=== Prompt ===
Resume the journal entry below about the visit to the Tom and Jane Dustin Nature Preserve, continuing it after its final sentence.

=== Document excerpt ===
Monday, March 22, 2010

Four: Tom and Jane Dustin Nature Preserve

I visited my fourth ACRES Nature Preserve yesterday. Before hiking a few trails, I attended a talk by Don Gorney about the 18 warblers that nest in NE Indiana. Don moved to Indy and is devoted to Lights Out Indy, a movement to turn out the lights on tall buildings which confuse many birds, including migrating warblers. These birds crash into the buildings and die. He estimates that more oven birds were killed by running into buildings in Indianapolis than were hatched.

As a very amateur birdwatcher, I decided to focus on finding a Yellow-throated Warbler because it nests in riparian woods with open canopy, primarily sycamore trees. We spend a lot of time in this habitat on the river. It should reach this area in mid-April. I'm also keeping an eye and ear out for the prothonotary warbler because it is such a beautiful bird.

=== Exercise data ===
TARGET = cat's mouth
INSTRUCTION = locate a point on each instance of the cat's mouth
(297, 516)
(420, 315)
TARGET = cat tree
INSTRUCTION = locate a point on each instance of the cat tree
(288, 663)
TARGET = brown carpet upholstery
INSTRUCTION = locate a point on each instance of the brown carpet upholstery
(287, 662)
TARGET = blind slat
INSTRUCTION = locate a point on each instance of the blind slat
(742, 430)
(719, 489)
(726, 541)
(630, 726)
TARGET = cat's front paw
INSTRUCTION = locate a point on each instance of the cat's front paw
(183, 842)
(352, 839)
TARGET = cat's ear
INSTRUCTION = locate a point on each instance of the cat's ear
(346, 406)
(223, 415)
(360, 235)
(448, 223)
==
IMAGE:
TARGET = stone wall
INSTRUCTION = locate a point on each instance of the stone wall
* * *
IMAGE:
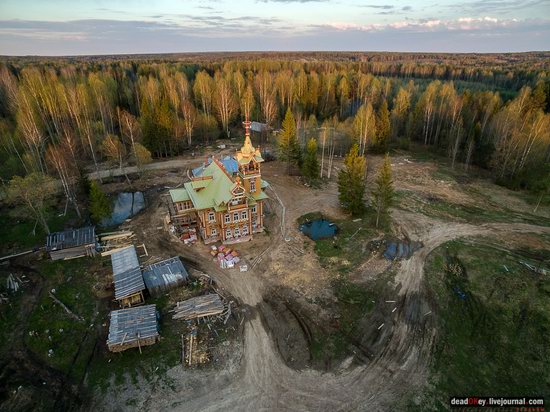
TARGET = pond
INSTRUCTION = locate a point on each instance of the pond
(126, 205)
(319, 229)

=== Output below ===
After the talk, the naturalist from work joined me for walk on the short trails around the ACRES' office, the former home of Tom and Jane Dustin. The Dustins started ACRES Land Trust 50 years ago and were active environmentalists for years. They were inaugural members in the Indiana DNR's Conservationist Hall of Fame, along with Gene Stratton-Porter. The preserve borders Cedar Creek with the canyons formed by a glacial tunnel valley. It is also one of four designated Natural and Scenic rivers of Indiana. (I live on the other side of the creek.)

Despite the recent warm weather, it is still early spring and trees are identified by bark and other characteristics. The beech tree is easy to spot because of its smooth grey bark and the fact it holds its leaves all winter.

We saw a nice example of shelf fungus.

And numerous purple cress in full bud and

the first wildflower in bloom, Harbinger of Spring.